Given problem
Copy every line of the data below word for word, without changing anything.

Exercise materials
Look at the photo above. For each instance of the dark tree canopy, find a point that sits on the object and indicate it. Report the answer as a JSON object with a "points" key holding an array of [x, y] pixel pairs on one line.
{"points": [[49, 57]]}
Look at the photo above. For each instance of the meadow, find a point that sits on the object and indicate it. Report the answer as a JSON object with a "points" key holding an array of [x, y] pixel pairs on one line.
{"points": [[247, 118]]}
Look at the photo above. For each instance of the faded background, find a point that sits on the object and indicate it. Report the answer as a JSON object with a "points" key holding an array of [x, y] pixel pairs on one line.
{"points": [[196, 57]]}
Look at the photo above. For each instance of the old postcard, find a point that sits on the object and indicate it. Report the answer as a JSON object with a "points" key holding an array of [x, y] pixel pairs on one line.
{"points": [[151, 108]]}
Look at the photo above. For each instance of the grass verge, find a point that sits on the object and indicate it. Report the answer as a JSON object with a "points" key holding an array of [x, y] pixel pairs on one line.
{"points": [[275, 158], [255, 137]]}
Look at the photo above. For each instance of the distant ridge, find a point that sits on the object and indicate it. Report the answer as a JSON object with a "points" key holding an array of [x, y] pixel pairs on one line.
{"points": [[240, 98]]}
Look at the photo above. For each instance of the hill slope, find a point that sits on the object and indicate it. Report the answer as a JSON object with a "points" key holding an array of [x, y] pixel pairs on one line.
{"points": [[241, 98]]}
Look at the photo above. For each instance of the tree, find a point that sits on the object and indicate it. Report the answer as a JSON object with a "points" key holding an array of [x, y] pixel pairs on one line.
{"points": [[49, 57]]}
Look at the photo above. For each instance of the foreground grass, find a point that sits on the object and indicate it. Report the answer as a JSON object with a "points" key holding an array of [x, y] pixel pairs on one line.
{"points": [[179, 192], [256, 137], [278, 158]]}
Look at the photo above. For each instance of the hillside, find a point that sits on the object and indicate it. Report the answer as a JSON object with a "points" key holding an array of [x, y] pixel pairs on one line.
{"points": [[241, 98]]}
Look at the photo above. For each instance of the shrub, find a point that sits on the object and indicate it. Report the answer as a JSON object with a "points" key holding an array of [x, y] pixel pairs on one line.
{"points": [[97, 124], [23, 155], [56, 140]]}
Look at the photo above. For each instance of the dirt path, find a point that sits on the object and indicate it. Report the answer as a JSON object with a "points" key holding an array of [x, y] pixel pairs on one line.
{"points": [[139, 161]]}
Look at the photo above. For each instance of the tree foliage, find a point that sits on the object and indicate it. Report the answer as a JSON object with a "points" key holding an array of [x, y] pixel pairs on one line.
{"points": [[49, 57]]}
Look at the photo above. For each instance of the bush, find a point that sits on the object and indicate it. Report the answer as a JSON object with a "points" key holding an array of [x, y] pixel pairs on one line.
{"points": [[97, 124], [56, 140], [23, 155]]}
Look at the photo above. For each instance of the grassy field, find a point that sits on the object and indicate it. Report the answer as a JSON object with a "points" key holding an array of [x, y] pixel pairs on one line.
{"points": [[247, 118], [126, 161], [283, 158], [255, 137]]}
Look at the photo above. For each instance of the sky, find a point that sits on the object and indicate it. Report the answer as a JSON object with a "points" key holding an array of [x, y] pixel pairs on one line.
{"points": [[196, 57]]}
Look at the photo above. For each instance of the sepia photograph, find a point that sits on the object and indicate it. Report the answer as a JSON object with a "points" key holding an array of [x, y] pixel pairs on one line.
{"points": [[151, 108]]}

Answer in full
Look at the photo above. For each instance of the dark tree canopy, find a point that sits on the object and indicate it. Report the answer as a JSON object with a "points" key holding an array of [x, y] pixel pairs on one line.
{"points": [[49, 57]]}
Look at the photo above. For each instance of the meadow, find a point that sits on the object and indicate it. Report the answer as a JSON object with a "points" key holding an array of [x, y] pixel pairs on one line.
{"points": [[247, 118]]}
Look at the photo above. For each instance of the faded background, find a point that sits on the object and indicate it. Report the answer as a JSON object with a "points" key holding an array of [x, y] pixel pairs on one line.
{"points": [[196, 57]]}
Look at the photo above. For each instance of the old postcard, find a point that sits on the object and indicate it. Report the answer as a JSON object with a "points" key holding an array of [x, y] pixel pairs on one line.
{"points": [[151, 108]]}
Look at the photo above. For each instance of the grass verge, find a point that sits on the object and indicate it. Report the answer as a JSON object with a "points" key holding an array of [x, y] pixel pairs on one line.
{"points": [[275, 158], [255, 137]]}
Look at the photo above. For each instance of the distant ridge, find a point that sits on the object and indicate it. Report the answer as a JSON object with a "points" key holding an array of [x, y] pixel pairs on one line.
{"points": [[240, 98]]}
Look at the photo above. For each instance of the hill slope, find a point that sits on the object and indicate it. Report the answer as a JSON object with a "points" key holding an array of [x, y] pixel pairs on one line.
{"points": [[241, 98]]}
Look at the photo above. For each instance of the tree, find a point that sits on the object and indicate it. Report the answer as a JSON object with a "points" key holding an array of [x, y] pixel pairs on one line.
{"points": [[49, 57]]}
Look at the photo above. For each instance of the foreground grass, find a point that sits on the object and indicate it. Report the answer as a JSON object with a "points" key holding an array of [x, y] pixel pairs on one line.
{"points": [[179, 192], [256, 137], [278, 158]]}
Look at the photo above. For each instance of the hillside, find a point that sits on the object and indicate it. Report the answer as a JSON object with a "points" key holding an array of [x, y] pixel pairs on one line.
{"points": [[241, 98]]}
Look at the photo above. For each instance of the shrub, find a point that sits on the object and indicate it. Report the answer as a JSON object with a "points" key holding an array of [x, y] pixel pairs on one line.
{"points": [[97, 124], [23, 155], [56, 140]]}
Look at the photo above. For each instance of the dirt path, find a point that sits on the object and indicate it. Report the answer as a JSON object with a "points" key holding an array of [x, y] pixel pairs on one line.
{"points": [[139, 161]]}
Look at the photo above. For each instance of the tree foliage, find a point that sits on the object and indicate it. Report the answer as a JSON object with a "points" key holding an array of [x, y] pixel pairs on one line.
{"points": [[49, 57]]}
Look at the photo above. For each instance of the bush, find a point that sits on the object and indicate it. Report the answer as a JSON object with a "points" key holding an array of [x, y] pixel pairs on one line.
{"points": [[97, 124], [56, 140], [23, 155]]}
Look at the photo above. For each instance of the grassy field, find a point that sits on the object and indicate it. Report the answer as a JSON object with a "points" key holding an array of [x, y] pixel pairs on one line.
{"points": [[247, 118], [126, 161], [283, 158], [255, 137]]}
Look at the photo above. For each instance of the sky, find a point that sits on the object and indicate it. Report the answer as a JSON object with a "points" key holding an array of [x, y] pixel pairs on one line.
{"points": [[196, 57]]}
Look at the photo above. For each instance of the sepia photograph, find a point that sits on the object and indicate it. Report the answer as a JSON object with a "points" key holding an array of [x, y] pixel pairs on one line.
{"points": [[151, 108]]}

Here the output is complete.